- [Exercise brief] Reproduce verbatim every line of the records below, starting with the line containing "Annotation guideline — the target class is woman's left" and continuing through the last line of the records, inclusive.

===============

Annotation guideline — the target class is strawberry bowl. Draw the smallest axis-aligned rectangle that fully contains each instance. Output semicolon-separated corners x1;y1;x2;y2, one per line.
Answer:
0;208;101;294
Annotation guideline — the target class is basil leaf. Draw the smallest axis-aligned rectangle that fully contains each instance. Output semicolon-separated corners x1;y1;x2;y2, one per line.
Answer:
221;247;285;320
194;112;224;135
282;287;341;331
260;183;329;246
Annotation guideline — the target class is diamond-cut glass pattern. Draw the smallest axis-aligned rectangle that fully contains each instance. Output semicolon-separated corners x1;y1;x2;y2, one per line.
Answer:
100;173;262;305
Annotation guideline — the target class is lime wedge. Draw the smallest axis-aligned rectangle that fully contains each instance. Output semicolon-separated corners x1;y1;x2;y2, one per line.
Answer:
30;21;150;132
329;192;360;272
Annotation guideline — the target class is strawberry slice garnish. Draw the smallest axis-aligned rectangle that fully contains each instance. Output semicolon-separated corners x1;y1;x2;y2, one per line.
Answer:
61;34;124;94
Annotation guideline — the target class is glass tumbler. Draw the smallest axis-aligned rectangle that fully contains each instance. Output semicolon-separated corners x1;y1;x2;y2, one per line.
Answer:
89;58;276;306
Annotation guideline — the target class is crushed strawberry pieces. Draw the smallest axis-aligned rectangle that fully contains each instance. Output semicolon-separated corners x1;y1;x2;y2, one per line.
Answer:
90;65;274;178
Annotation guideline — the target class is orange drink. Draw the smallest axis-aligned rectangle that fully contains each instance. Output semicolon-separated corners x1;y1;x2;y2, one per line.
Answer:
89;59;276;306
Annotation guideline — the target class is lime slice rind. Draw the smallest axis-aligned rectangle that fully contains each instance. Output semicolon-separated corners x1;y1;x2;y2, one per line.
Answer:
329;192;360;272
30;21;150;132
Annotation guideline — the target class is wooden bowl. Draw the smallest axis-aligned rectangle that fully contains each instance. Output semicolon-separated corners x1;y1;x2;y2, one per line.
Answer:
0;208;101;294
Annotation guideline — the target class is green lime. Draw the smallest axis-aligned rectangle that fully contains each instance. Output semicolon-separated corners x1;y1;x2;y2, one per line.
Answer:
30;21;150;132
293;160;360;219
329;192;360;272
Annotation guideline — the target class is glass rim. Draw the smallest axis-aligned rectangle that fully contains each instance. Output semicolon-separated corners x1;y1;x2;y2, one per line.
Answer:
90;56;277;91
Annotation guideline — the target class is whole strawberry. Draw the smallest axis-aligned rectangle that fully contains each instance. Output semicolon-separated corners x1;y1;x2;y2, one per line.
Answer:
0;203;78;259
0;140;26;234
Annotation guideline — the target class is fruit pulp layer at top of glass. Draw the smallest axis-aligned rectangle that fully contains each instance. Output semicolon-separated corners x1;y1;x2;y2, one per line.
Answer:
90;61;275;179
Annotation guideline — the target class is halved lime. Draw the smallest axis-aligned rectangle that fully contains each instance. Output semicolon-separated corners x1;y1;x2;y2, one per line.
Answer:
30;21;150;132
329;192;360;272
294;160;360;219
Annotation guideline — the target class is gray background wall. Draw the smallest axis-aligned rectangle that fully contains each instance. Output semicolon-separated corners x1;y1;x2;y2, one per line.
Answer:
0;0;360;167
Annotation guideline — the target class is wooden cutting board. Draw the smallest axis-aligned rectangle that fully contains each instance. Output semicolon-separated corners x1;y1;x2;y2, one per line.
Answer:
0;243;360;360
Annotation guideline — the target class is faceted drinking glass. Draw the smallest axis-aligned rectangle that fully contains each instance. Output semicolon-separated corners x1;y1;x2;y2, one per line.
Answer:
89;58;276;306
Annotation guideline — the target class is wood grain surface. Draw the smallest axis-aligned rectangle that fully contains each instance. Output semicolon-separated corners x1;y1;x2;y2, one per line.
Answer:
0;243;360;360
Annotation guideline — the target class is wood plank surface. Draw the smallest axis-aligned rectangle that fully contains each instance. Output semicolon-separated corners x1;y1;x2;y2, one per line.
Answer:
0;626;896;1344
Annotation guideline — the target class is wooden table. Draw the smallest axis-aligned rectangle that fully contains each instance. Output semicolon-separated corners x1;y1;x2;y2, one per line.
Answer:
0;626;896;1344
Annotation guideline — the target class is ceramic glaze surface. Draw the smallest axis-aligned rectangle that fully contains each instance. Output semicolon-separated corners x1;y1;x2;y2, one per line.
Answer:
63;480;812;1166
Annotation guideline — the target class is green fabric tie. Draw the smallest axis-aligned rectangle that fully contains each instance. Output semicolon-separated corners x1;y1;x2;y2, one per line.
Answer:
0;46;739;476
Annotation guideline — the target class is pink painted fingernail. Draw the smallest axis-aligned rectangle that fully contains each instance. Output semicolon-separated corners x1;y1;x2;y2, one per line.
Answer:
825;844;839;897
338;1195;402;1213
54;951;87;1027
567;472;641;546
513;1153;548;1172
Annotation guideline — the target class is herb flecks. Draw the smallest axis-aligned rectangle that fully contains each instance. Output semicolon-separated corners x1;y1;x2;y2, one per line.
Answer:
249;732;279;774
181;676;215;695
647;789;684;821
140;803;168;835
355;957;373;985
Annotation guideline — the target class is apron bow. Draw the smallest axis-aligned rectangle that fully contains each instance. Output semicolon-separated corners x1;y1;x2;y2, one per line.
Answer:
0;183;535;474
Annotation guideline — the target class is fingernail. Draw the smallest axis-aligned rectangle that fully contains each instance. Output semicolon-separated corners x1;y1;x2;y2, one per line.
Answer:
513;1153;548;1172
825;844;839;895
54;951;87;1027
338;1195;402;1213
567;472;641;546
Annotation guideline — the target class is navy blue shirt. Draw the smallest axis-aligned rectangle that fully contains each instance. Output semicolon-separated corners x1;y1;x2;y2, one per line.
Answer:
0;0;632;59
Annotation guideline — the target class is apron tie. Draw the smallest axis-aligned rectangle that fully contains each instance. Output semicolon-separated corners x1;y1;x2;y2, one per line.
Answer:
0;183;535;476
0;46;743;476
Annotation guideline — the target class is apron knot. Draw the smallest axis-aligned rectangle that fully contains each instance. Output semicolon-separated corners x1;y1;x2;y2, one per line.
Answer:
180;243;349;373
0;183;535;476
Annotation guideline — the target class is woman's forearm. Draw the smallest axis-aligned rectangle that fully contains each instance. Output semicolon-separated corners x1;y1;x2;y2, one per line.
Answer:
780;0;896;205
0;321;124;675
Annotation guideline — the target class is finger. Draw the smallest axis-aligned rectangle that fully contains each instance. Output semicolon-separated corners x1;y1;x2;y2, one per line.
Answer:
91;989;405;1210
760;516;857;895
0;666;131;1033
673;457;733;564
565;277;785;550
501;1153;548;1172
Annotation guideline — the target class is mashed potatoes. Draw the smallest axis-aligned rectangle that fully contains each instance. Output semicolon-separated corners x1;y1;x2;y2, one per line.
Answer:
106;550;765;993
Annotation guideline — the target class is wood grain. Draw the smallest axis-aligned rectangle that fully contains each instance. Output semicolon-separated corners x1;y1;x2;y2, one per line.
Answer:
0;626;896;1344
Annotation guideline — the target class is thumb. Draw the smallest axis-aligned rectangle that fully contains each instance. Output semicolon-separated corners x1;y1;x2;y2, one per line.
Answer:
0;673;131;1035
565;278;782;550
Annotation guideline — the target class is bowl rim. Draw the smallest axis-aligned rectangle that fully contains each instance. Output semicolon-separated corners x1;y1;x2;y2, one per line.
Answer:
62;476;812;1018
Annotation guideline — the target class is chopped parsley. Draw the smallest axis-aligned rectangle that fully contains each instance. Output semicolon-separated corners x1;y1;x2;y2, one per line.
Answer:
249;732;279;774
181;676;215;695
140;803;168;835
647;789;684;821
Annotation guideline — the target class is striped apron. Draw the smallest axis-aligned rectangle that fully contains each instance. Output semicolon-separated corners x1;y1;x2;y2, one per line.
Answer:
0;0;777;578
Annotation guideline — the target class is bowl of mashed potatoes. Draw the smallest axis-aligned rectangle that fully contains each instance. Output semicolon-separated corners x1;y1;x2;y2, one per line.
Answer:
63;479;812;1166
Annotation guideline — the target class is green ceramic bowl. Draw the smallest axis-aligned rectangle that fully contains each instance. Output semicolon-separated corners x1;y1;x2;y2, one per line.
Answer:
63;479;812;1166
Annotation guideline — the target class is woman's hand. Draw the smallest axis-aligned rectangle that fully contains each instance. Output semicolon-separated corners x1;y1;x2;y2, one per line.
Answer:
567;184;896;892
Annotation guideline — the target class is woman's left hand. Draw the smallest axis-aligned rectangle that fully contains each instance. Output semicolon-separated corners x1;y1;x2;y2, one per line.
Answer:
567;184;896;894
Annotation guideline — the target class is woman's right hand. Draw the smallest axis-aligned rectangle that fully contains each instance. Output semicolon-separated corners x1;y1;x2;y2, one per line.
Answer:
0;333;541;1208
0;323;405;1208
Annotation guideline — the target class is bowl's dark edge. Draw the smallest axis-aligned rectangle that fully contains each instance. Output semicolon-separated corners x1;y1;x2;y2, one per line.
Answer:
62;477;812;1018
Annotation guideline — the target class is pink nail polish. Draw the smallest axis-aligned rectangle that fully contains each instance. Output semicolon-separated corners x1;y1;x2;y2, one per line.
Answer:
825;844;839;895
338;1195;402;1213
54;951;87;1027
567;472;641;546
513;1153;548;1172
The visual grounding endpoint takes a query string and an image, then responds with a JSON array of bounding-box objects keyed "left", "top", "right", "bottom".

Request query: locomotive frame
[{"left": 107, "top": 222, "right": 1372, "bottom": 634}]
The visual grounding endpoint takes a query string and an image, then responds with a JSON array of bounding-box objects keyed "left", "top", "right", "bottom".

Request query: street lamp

===============

- [Solution to this problem]
Annotation guideline — the target class is woman's left hand. Draw the smallest axis-aligned rectangle that fully contains each instance. Output semicolon-separated corners x1;y1;x2;y2, one per line.
Answer:
567;184;896;894
Annotation guideline — the target class is woman's right hand. Draw the smallest axis-aligned rectangle that fully contains each instance. Output semicolon-separated corners x1;y1;x2;y2, one per line.
Answer:
0;333;541;1208
0;323;405;1208
Annotation guideline — the target class is bowl's dark edge. Draw the smallest axis-aligned rectangle that fully contains each instance. Output semicolon-separated corners x1;y1;x2;y2, one per line.
Answer:
62;477;812;1018
Annotation guideline — the target class is pink nail polish. Draw the smallest axis-aligned rectangle that fully contains each instance. Output semicolon-separated corners x1;y1;x2;y2, one per line.
Answer:
825;844;839;895
338;1195;402;1213
54;951;87;1027
567;472;641;546
513;1153;548;1172
The visual grounding endpoint takes a query string and an image, then responds with a JSON array of bounding-box objects keyed "left", "top", "right", "bottom".

Request query: locomotive frame
[{"left": 107, "top": 222, "right": 1372, "bottom": 634}]
The visual grounding endpoint takes a query string and an image, then responds with a JSON array of bounding-box objects keyed "left", "top", "right", "bottom".

Request query: street lamp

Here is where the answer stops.